> _Selected excerpt_:
++++++++++++++++++++

Thompson scores another touchdown.


I admit the Lexington Institute is aligned more closely with my political views than other "think tanks" that I can name but Thompson cuts through the BS found in most of the talking head pieces and gets to the truth of the matter...his article in its entirety follows...

Deficit Proposals Are Right About Need For Defense Cuts, But Full Of Errors On Weapons

The chairmen of the bipartisan deficit-reduction commission have done the political system a big favor by illustrating the kinds of budget cuts that will be needed to bring federal expenses into closer alignment with fiscal resources. They have also removed any illusions that defense spending will be "off the table" when the new Congress turns to dealing with the deficit next year. With roughly 40 percent of federal spending currently being borrowed, items like Medicare and Medicaid would have to be cut in half to balance the budget if defense were left out of the equation. As I said in a Bloomberg Business News story yesterday, that is arithmetically and politically untenable.
The $100 billion in illustrative defense cuts the chairmen propose for fiscal 2015 all make sense, although it will be much easier to implement cuts in procurement than adjustments to military healthcare. Thus, the pattern seen in past defense downturns of weapons programs being cut first and cut furthest is likely to repeat itself again in the years ahead. (Secretary Gates already cut $330 billion in planned weapons spending last year, killing the Air Force's F-22 fighter, the Navy's next-generation destroyer, and the Army's proposed family of networked combat vehicles.)

++++++++++++++++++++

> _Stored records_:
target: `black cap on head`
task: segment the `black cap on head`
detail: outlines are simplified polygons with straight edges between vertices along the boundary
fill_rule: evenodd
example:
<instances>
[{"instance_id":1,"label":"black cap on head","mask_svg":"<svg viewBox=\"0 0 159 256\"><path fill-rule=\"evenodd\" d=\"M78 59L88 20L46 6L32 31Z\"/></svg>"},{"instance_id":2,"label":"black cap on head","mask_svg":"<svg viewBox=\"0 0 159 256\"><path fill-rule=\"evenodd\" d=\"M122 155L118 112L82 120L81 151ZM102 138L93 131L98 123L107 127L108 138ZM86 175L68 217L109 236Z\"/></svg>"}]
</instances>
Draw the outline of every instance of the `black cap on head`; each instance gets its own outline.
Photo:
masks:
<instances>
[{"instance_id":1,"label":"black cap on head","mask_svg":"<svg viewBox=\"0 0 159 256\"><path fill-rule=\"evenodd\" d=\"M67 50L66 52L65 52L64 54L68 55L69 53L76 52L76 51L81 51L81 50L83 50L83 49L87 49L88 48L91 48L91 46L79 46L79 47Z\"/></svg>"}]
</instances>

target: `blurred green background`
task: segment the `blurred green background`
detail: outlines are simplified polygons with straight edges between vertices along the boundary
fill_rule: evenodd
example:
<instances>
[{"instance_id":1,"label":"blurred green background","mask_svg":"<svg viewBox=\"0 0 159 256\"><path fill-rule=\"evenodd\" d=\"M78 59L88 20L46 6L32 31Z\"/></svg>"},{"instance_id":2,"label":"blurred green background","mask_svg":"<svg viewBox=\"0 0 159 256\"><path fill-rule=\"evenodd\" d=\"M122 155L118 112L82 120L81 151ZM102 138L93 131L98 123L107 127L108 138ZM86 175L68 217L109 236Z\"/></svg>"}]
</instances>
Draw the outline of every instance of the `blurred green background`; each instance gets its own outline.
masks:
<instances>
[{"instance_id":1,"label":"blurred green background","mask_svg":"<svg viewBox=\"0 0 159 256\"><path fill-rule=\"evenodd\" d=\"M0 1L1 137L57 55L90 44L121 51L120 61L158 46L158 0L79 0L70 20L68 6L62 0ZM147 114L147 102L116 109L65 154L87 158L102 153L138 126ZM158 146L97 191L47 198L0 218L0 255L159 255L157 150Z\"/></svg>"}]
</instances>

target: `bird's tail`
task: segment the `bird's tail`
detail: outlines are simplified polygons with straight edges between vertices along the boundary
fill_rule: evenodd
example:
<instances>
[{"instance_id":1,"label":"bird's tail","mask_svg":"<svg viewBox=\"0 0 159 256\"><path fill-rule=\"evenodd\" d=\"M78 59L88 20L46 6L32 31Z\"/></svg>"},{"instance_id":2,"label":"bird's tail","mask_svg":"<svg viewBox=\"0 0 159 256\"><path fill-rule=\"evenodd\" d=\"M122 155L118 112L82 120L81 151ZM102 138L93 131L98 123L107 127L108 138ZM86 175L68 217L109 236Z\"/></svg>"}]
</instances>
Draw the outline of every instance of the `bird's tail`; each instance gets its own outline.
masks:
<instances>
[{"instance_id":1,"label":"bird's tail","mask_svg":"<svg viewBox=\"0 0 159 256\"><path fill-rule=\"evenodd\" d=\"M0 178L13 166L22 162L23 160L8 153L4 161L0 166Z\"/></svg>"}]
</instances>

++++++++++++++++++++

> _What needs to be done_: Reproduce the entire post on the deficit commission's proposed defense cuts word for word. These entries were taken from a separate source.

> _Written solution_:
Thompson scores another touchdown.


I admit the Lexington Institute is aligned more closely with my political views than other "think tanks" that I can name but Thompson cuts through the BS found in most of the talking head pieces and gets to the truth of the matter...his article in its entirety follows...

Deficit Proposals Are Right About Need For Defense Cuts, But Full Of Errors On Weapons

The chairmen of the bipartisan deficit-reduction commission have done the political system a big favor by illustrating the kinds of budget cuts that will be needed to bring federal expenses into closer alignment with fiscal resources. They have also removed any illusions that defense spending will be "off the table" when the new Congress turns to dealing with the deficit next year. With roughly 40 percent of federal spending currently being borrowed, items like Medicare and Medicaid would have to be cut in half to balance the budget if defense were left out of the equation. As I said in a Bloomberg Business News story yesterday, that is arithmetically and politically untenable.
The $100 billion in illustrative defense cuts the chairmen propose for fiscal 2015 all make sense, although it will be much easier to implement cuts in procurement than adjustments to military healthcare. Thus, the pattern seen in past defense downturns of weapons programs being cut first and cut furthest is likely to repeat itself again in the years ahead. (Secretary Gates already cut $330 billion in planned weapons spending last year, killing the Air Force's F-22 fighter, the Navy's next-generation destroyer, and the Army's proposed family of networked combat vehicles.)